AIM OF THE TASK –
Could you reproduce the records starting with the line containing "Find the speaker" and going on through the line containing "[0,583,333,636]", adding 115 to every bounding box coordinate and keeping all other text the same? Give only those lines.

◆ ◆ ◆ ◆

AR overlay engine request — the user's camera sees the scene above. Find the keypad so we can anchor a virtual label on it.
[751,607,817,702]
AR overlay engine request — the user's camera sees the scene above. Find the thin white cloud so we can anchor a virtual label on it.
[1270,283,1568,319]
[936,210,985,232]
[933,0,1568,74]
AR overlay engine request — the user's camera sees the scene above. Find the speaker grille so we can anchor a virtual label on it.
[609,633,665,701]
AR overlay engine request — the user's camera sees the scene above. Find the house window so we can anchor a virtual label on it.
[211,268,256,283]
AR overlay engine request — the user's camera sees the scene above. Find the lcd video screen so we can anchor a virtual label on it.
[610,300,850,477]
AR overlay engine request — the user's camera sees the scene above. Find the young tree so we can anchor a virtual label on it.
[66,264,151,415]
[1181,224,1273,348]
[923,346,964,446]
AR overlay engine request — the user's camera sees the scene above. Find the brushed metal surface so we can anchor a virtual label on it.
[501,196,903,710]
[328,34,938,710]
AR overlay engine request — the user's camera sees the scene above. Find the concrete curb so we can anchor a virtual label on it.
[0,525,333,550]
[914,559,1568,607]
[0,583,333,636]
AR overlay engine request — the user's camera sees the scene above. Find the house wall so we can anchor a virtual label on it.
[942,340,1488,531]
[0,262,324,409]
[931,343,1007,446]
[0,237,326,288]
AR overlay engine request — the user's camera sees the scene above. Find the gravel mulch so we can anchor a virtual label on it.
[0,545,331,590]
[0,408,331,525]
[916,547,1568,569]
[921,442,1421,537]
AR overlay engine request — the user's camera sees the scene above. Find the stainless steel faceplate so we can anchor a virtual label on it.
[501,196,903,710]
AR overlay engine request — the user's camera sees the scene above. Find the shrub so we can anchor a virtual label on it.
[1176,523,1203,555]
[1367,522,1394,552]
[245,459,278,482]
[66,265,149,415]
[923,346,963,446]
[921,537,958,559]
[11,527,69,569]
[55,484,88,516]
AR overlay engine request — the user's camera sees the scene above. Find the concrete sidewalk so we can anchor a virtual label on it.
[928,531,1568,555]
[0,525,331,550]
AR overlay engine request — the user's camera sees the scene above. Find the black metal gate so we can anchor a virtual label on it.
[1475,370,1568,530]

◆ ◆ ◆ ◆

EXERCISE OUTPUT –
AR overlay engine request — the user's camera sees the scene above. Find the speaker grille so we can anchor a virtual label on it.
[724,748,780,816]
AR overlay engine request — the user's camera sees the scene above. Find the house window so we can anchor a virtual label on it.
[326,383,371,398]
AR overlay engine request — the user's camera sees the scene above. Find the lcd video screen so we can anchor a virtual label on it.
[725,415,965,592]
AR overlay engine request — the user's camera sees the scene above. Find the young tree so we can anchor a virtual label on it.
[181,379,266,530]
[1296,339,1388,463]
[1038,461,1079,561]
AR overlay engine request — the user's camera sees the scene above. Find the brushed metal surface so we can anchor a virtual label on it.
[616,311,1018,825]
[443,149,1053,825]
AR overlay engine request — the user's camera sees the scene above. Find the concrete curb so we can anchor a virtual label on it.
[115,640,448,665]
[1029,674,1683,722]
[115,698,448,751]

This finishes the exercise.